**Work to do:** Transcribe the records verbatim, starting at the line that contains "In the photo above, where can the woman in yellow" and continuing through the end of the records.

**Items:**

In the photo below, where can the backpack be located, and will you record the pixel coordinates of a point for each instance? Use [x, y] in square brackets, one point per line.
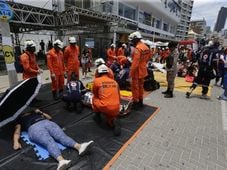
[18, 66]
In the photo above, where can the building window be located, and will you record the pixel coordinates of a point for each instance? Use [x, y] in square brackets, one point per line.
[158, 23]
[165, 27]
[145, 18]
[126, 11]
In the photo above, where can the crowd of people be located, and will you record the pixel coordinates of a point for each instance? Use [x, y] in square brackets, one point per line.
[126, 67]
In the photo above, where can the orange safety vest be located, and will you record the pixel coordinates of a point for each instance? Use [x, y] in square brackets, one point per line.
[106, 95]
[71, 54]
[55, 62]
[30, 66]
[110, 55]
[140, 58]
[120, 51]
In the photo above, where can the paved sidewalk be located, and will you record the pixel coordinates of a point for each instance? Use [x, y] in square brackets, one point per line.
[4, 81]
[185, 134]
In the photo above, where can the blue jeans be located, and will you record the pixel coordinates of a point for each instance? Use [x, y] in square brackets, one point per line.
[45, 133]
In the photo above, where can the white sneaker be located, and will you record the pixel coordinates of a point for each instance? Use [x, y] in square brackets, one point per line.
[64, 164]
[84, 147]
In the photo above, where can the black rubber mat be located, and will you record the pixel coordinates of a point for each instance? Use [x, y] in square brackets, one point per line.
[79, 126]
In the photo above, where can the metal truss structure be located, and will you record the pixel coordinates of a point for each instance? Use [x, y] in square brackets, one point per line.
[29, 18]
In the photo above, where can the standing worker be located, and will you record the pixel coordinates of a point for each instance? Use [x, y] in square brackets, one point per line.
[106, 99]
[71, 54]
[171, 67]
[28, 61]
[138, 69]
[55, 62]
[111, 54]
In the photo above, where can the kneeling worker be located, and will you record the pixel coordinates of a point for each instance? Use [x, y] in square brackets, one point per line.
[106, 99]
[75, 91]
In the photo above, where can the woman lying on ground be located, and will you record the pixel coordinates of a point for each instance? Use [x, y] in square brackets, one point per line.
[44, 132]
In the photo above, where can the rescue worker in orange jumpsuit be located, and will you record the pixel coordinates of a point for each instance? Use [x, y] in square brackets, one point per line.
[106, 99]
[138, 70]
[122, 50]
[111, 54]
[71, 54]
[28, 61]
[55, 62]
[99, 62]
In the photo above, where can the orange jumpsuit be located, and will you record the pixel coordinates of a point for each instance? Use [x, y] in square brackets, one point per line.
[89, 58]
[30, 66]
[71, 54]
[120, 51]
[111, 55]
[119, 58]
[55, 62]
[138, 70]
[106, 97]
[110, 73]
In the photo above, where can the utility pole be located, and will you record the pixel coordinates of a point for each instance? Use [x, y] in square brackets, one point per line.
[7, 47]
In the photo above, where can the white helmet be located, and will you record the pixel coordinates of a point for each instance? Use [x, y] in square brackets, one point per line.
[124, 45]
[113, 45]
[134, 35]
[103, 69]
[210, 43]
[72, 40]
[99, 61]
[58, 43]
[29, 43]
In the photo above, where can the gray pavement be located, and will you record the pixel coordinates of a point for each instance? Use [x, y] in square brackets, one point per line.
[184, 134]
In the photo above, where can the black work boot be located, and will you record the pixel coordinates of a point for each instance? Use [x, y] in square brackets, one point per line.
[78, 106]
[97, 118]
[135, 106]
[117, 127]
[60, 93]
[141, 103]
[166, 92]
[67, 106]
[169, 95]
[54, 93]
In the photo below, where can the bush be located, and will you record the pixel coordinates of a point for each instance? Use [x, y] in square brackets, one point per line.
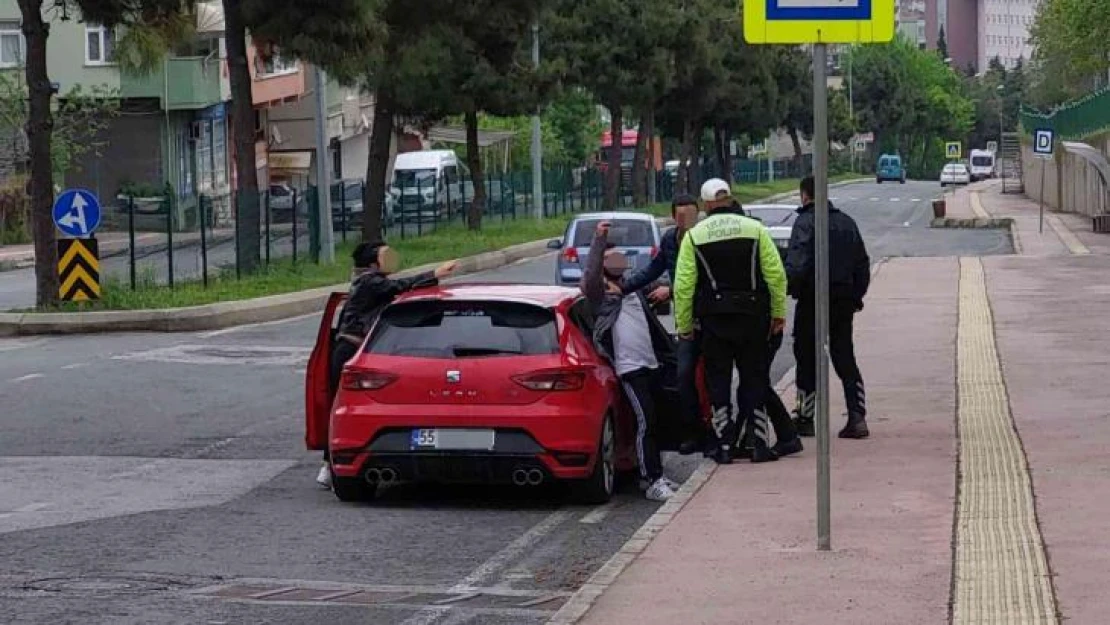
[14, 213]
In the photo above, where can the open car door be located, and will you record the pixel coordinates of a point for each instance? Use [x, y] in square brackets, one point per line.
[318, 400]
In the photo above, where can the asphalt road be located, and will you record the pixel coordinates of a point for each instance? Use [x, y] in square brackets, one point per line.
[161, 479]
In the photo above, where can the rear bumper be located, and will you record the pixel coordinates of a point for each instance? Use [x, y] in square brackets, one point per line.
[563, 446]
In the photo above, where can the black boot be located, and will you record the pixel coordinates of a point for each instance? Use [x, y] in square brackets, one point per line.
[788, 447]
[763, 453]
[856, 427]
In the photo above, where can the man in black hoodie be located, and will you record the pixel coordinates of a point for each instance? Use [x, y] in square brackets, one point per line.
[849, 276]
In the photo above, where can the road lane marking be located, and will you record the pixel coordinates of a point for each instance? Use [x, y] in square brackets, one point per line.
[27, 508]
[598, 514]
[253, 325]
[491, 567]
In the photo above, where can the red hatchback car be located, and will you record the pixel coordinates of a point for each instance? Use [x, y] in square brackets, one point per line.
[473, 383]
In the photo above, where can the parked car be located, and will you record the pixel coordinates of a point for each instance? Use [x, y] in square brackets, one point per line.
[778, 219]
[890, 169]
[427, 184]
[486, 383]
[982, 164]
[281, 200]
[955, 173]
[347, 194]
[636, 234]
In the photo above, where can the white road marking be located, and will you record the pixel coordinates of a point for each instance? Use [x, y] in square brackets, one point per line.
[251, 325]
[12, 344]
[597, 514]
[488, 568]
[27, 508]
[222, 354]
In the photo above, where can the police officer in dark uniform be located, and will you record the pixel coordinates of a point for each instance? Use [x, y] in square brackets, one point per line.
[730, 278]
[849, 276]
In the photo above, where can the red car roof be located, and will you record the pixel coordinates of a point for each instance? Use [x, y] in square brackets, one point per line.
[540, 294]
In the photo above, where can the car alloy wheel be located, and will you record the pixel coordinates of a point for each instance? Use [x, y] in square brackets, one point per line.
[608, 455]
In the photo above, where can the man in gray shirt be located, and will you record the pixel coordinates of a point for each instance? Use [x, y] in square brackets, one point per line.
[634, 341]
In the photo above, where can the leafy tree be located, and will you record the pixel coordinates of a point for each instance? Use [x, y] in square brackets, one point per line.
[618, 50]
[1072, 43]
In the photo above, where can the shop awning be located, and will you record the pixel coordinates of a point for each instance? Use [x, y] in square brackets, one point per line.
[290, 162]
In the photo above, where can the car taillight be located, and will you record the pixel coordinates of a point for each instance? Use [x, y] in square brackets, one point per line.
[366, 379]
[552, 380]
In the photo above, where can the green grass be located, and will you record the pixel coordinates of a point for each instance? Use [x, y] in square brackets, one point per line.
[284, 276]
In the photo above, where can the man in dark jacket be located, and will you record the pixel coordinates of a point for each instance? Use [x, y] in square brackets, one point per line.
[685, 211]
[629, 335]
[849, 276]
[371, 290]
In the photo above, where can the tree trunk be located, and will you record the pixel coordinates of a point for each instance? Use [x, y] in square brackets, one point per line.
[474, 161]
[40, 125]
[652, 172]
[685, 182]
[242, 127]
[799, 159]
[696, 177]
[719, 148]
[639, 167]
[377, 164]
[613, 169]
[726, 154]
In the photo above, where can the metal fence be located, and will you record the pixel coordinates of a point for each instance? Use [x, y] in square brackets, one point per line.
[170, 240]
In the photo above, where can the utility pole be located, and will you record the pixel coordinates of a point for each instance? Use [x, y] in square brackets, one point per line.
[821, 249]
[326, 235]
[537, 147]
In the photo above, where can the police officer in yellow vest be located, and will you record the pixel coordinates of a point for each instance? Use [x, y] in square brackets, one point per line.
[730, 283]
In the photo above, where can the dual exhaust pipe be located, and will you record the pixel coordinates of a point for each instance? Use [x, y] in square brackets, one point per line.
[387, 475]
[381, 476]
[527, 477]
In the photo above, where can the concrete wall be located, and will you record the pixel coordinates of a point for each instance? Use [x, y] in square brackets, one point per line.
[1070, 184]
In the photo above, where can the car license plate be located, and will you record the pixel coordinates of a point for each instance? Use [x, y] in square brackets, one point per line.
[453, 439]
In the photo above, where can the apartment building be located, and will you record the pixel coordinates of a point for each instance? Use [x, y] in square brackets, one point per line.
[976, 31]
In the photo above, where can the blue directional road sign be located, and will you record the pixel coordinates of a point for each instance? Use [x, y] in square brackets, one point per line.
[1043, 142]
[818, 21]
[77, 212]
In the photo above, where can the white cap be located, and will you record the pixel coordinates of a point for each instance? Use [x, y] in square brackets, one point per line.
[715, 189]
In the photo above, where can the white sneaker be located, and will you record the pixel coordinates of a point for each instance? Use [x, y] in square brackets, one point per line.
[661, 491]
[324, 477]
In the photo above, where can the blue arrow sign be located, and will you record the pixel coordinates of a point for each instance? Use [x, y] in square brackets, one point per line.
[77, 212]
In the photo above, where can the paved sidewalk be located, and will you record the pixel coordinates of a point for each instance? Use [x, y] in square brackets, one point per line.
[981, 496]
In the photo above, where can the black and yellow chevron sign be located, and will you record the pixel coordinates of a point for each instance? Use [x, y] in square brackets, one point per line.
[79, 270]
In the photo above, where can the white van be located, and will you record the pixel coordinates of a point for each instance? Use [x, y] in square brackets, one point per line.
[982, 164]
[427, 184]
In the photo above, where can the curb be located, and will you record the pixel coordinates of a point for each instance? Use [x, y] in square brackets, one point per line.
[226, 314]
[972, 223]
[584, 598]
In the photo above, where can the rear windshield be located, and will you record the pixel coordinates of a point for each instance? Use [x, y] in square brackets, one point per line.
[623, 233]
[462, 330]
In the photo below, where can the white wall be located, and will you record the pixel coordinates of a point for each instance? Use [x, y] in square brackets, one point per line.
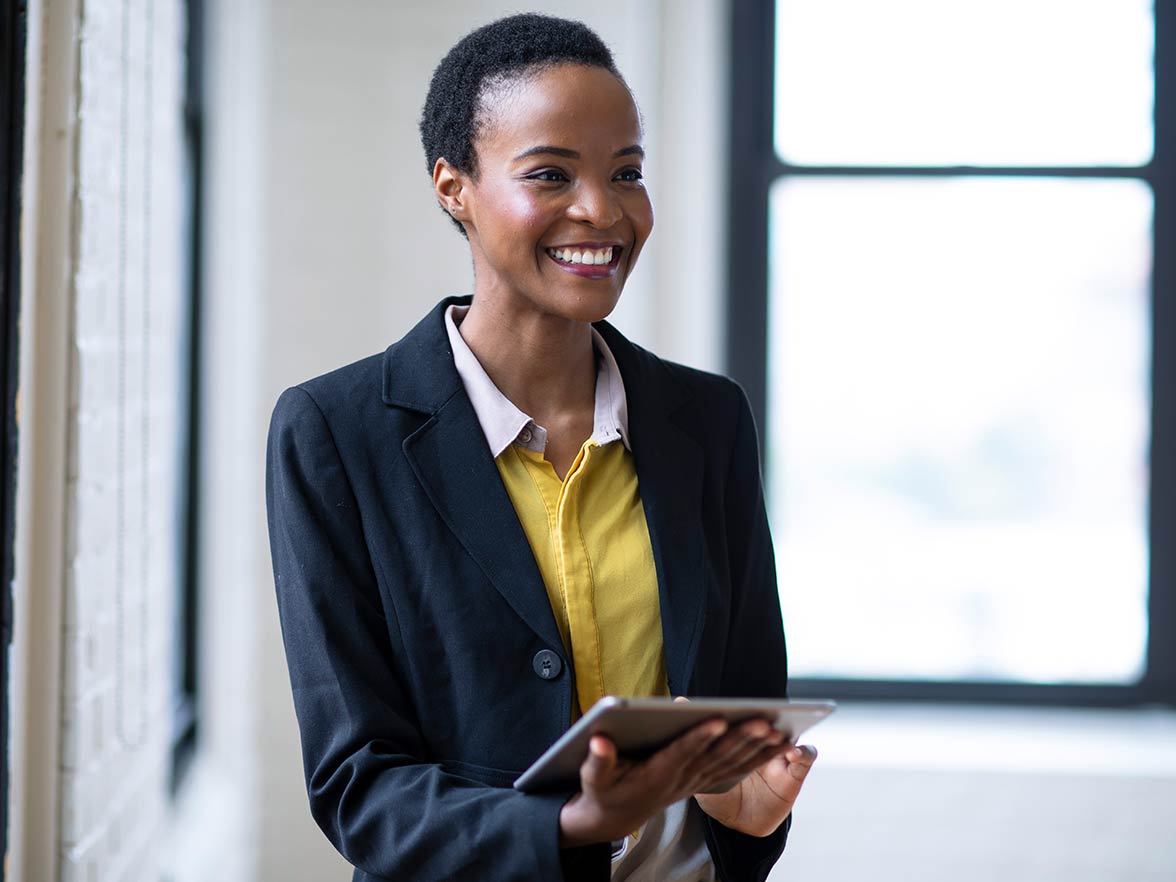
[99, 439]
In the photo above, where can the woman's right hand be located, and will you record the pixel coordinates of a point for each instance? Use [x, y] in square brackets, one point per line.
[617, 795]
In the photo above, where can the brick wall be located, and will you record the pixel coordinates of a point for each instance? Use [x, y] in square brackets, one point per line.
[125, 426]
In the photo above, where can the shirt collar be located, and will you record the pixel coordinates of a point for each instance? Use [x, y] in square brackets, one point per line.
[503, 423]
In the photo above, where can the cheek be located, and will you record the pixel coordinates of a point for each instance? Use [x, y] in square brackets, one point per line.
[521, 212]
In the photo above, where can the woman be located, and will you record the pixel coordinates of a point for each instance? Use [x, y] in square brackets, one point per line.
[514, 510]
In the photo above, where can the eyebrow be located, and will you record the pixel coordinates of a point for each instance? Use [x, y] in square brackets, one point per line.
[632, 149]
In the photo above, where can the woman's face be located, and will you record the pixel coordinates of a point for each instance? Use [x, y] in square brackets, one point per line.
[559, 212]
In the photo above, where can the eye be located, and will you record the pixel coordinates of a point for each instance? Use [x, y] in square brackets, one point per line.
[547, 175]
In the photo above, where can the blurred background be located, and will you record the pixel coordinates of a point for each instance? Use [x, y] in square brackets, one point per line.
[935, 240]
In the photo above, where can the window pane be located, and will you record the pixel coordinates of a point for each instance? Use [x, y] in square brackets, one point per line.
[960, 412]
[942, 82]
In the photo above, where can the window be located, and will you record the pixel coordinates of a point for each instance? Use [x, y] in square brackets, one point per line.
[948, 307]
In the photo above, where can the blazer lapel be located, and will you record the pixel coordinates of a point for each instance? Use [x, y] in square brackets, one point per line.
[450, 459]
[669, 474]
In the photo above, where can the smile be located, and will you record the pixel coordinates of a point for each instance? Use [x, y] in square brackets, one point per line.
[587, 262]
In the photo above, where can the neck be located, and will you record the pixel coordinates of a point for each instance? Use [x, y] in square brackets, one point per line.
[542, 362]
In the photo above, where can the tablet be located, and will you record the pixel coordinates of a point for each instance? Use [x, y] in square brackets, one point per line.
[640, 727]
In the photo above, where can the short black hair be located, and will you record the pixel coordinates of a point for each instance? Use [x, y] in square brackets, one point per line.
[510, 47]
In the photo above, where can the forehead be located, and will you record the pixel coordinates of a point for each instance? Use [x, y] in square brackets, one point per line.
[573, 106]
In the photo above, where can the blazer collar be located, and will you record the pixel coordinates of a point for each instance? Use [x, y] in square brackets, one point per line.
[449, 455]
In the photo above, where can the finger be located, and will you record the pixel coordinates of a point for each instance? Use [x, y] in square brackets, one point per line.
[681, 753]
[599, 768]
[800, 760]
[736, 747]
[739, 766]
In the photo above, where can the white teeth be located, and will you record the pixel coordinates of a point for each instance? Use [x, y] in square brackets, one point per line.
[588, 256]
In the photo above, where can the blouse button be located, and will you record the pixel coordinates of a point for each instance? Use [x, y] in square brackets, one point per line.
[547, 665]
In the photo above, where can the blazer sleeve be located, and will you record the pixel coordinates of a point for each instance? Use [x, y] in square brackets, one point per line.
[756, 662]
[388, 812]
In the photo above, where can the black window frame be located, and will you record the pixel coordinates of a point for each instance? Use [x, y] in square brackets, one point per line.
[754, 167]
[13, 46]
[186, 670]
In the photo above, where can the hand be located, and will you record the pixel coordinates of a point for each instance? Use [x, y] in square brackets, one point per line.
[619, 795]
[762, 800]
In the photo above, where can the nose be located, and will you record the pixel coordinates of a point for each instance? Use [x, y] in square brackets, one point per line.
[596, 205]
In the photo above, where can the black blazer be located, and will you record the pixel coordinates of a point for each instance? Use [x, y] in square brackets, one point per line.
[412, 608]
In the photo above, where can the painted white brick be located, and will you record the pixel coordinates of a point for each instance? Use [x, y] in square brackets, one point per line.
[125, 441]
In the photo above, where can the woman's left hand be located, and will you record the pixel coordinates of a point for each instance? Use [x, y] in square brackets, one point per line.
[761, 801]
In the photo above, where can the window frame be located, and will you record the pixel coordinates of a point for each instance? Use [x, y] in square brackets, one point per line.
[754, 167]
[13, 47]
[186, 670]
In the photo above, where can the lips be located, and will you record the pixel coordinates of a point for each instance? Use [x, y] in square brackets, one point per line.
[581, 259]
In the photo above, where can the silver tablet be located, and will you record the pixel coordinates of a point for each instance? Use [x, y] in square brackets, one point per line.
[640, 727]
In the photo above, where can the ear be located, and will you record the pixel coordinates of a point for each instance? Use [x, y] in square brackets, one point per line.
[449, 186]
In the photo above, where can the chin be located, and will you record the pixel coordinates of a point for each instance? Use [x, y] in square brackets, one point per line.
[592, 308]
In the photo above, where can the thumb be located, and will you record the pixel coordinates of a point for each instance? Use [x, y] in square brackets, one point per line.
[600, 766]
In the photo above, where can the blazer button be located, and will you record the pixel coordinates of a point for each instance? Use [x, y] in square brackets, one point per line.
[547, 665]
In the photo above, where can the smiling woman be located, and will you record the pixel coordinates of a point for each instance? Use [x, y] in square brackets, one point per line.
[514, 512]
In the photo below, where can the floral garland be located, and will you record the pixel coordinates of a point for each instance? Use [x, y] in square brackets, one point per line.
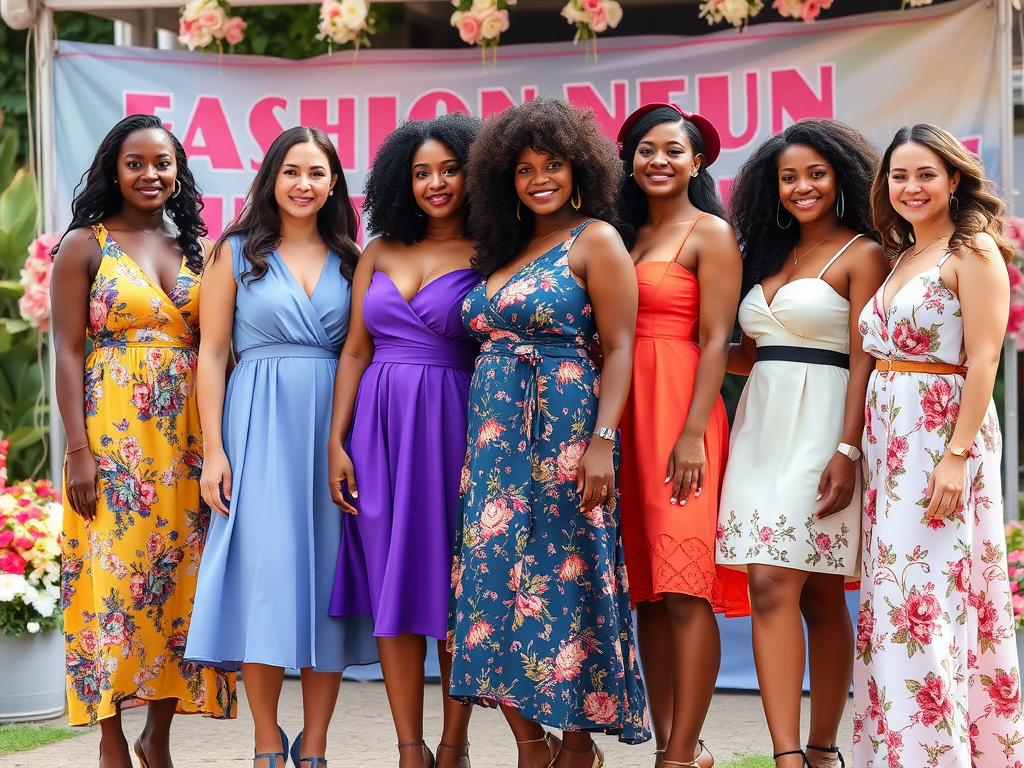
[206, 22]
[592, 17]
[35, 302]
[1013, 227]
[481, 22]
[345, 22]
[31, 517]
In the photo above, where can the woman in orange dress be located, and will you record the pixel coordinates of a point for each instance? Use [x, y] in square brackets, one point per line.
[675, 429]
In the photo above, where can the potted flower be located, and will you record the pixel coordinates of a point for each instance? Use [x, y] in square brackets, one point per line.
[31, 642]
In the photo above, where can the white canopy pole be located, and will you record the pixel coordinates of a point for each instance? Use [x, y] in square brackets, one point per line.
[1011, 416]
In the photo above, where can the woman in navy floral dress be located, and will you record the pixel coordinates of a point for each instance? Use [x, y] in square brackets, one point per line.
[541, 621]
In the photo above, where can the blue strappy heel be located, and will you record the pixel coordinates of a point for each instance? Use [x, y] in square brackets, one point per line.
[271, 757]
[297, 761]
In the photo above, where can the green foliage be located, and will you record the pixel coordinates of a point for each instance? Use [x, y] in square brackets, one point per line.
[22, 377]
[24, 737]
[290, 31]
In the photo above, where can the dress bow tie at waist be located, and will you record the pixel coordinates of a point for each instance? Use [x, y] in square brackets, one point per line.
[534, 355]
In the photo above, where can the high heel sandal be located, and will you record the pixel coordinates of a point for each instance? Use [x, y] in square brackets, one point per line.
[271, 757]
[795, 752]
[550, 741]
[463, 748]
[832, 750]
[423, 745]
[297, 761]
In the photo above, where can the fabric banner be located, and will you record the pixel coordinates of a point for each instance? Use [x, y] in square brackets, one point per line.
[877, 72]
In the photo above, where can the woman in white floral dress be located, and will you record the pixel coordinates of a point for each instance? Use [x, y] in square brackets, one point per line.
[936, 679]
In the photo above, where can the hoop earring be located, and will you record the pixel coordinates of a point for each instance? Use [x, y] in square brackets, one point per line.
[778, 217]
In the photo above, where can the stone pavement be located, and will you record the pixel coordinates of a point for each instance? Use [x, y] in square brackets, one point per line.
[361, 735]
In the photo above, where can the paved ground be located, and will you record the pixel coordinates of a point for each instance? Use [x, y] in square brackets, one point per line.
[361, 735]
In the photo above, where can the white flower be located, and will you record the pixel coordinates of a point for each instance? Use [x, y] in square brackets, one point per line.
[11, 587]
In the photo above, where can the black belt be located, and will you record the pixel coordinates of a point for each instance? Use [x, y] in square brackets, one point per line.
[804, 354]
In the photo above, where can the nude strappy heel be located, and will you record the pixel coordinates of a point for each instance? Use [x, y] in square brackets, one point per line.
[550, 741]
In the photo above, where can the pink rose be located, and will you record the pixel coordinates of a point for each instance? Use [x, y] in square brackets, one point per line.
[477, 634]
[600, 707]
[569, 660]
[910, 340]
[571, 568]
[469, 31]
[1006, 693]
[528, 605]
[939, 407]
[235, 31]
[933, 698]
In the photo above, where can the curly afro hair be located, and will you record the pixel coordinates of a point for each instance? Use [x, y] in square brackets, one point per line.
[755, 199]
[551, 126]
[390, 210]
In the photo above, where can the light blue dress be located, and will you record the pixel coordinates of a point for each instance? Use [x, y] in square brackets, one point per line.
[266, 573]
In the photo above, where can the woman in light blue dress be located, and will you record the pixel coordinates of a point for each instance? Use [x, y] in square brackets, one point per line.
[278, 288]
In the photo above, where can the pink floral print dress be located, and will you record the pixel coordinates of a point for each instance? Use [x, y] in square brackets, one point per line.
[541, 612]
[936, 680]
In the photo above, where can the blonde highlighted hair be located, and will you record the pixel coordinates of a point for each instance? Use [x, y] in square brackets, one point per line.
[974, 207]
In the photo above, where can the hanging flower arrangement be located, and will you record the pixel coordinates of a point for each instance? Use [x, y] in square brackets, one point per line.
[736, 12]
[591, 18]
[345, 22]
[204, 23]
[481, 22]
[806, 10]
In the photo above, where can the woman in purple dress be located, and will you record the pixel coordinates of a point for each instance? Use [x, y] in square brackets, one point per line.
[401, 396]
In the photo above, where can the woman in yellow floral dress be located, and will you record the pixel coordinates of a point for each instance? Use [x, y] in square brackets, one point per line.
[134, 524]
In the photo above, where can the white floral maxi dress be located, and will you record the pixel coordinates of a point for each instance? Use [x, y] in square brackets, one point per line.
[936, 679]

**Right answer:**
In the photo above, where can the woman in yellow floral dress be located, and will you record the pixel coordinates of a point for each instance? Use [x, y] in square brackets, one point per line.
[134, 524]
In the photo above, where can the white floral maxi dress be located, and will you record the pixel coordinates of a point for each instance? Use [x, y] in square brackets, one point per line.
[936, 679]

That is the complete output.